Raw data:
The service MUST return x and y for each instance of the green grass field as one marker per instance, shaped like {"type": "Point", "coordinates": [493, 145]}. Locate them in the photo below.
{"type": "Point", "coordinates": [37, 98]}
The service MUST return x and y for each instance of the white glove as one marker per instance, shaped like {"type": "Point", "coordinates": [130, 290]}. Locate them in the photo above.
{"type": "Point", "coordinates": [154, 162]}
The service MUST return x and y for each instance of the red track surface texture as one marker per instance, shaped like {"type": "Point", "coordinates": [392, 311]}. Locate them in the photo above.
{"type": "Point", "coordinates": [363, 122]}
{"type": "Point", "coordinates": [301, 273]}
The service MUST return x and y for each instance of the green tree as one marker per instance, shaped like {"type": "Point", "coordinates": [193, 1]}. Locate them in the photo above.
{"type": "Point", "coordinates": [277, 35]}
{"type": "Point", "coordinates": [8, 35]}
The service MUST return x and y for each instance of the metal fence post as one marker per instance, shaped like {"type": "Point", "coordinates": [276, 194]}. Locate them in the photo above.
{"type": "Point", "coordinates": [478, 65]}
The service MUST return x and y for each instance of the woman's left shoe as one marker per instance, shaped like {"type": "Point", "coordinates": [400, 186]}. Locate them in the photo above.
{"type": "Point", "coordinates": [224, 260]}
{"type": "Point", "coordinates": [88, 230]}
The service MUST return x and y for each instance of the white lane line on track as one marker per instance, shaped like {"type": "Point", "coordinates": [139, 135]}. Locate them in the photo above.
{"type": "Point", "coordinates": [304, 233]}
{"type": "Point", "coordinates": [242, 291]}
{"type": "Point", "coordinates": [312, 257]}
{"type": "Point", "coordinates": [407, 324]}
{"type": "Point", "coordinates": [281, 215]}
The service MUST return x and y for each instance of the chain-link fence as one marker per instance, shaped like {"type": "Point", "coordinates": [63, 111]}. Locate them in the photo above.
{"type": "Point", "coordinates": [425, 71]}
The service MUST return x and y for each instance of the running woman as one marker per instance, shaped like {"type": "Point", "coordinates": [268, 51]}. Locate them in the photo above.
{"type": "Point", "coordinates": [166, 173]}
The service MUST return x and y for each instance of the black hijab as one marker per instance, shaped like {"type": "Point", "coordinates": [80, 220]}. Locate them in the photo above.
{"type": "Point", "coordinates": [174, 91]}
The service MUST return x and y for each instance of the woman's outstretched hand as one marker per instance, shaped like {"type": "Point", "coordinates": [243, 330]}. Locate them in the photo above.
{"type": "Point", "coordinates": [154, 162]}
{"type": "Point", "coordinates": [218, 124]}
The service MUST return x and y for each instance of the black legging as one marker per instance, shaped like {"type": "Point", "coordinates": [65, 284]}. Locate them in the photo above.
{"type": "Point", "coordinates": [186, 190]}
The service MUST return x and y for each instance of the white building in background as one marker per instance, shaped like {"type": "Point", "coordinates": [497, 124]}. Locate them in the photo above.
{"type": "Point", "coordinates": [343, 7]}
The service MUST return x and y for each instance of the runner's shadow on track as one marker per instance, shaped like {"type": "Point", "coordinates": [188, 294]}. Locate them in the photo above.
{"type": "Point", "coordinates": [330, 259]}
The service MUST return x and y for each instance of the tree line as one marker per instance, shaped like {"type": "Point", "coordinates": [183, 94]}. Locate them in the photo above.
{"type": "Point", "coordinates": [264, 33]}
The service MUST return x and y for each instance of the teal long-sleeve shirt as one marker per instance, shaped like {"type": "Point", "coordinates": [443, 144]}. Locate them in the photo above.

What needs to be done:
What is needed here is an exact copy of all the entries.

Task output:
The service MUST return x and y for each instance of the green grass field as one marker per instance, shaped like {"type": "Point", "coordinates": [493, 145]}. Locate them in the photo below.
{"type": "Point", "coordinates": [37, 98]}
The service MUST return x and y for each instance of the white glove as one marker per instance, shaped like {"type": "Point", "coordinates": [130, 290]}. Locate them in the photo above.
{"type": "Point", "coordinates": [154, 162]}
The service MUST return x and y for each instance of the red track surface texture as one marker per instance, shaped like {"type": "Point", "coordinates": [392, 311]}. Locate them in the photo above.
{"type": "Point", "coordinates": [363, 122]}
{"type": "Point", "coordinates": [301, 273]}
The service MUST return x and y for each instance of the green tree as one marker per instance, shaped like {"type": "Point", "coordinates": [193, 1]}. Locate them in the photo above.
{"type": "Point", "coordinates": [277, 35]}
{"type": "Point", "coordinates": [8, 35]}
The service MUST return x and y for each instance of the metal fence post as one marker per instance, shaped like {"type": "Point", "coordinates": [276, 194]}. Locate them in the photo above.
{"type": "Point", "coordinates": [478, 65]}
The service MUST return x and y for each instance of the woman's left shoe as one marker per instance, shaped like {"type": "Point", "coordinates": [400, 186]}. Locate them in the photo above.
{"type": "Point", "coordinates": [224, 260]}
{"type": "Point", "coordinates": [88, 230]}
The service MUST return x and y for each instance of the white lane line on track as one marker per instance, shaped like {"type": "Point", "coordinates": [139, 135]}. Locate them in the photo above.
{"type": "Point", "coordinates": [304, 233]}
{"type": "Point", "coordinates": [242, 291]}
{"type": "Point", "coordinates": [312, 257]}
{"type": "Point", "coordinates": [407, 324]}
{"type": "Point", "coordinates": [281, 215]}
The service MUST return x and y for each instance of the chain-link fence as one marker per instance, shaped like {"type": "Point", "coordinates": [63, 111]}. Locate them in the photo above.
{"type": "Point", "coordinates": [425, 71]}
The service MUST return x and y for each instance of the running woman as one marker per instance, shaped like {"type": "Point", "coordinates": [268, 51]}. Locate them in the photo above.
{"type": "Point", "coordinates": [166, 173]}
The service MUST return x and y for each instance of the black hijab as one marker per instance, shaped like {"type": "Point", "coordinates": [80, 220]}. Locate them in the photo above.
{"type": "Point", "coordinates": [174, 91]}
The service MUST return x and y for each instance of the woman's outstretched hand as one marker per instance, shaped like {"type": "Point", "coordinates": [243, 330]}. Locate them in the photo above.
{"type": "Point", "coordinates": [154, 162]}
{"type": "Point", "coordinates": [218, 124]}
The service MUST return x and y for each instance of the black legging as one marker per instance, shaped like {"type": "Point", "coordinates": [65, 284]}. Locate them in the photo above.
{"type": "Point", "coordinates": [186, 190]}
The service MUST return x and y for each instance of the white building in background as one marker per instance, shaped like {"type": "Point", "coordinates": [497, 124]}. Locate them in the photo above.
{"type": "Point", "coordinates": [343, 7]}
The service MUST return x and y for each instance of the runner's shadow on track as one marker per instance, shaped like {"type": "Point", "coordinates": [188, 294]}. Locate them in the photo above.
{"type": "Point", "coordinates": [330, 259]}
The service MUST return x and y for each instance of the tree line as one marker per instance, shaped like {"type": "Point", "coordinates": [183, 94]}. Locate them in the photo above.
{"type": "Point", "coordinates": [264, 33]}
The service MUST return x and y for each instance of the teal long-sleeve shirt as one marker per instance, shaped like {"type": "Point", "coordinates": [443, 144]}. Locate them in the photo above.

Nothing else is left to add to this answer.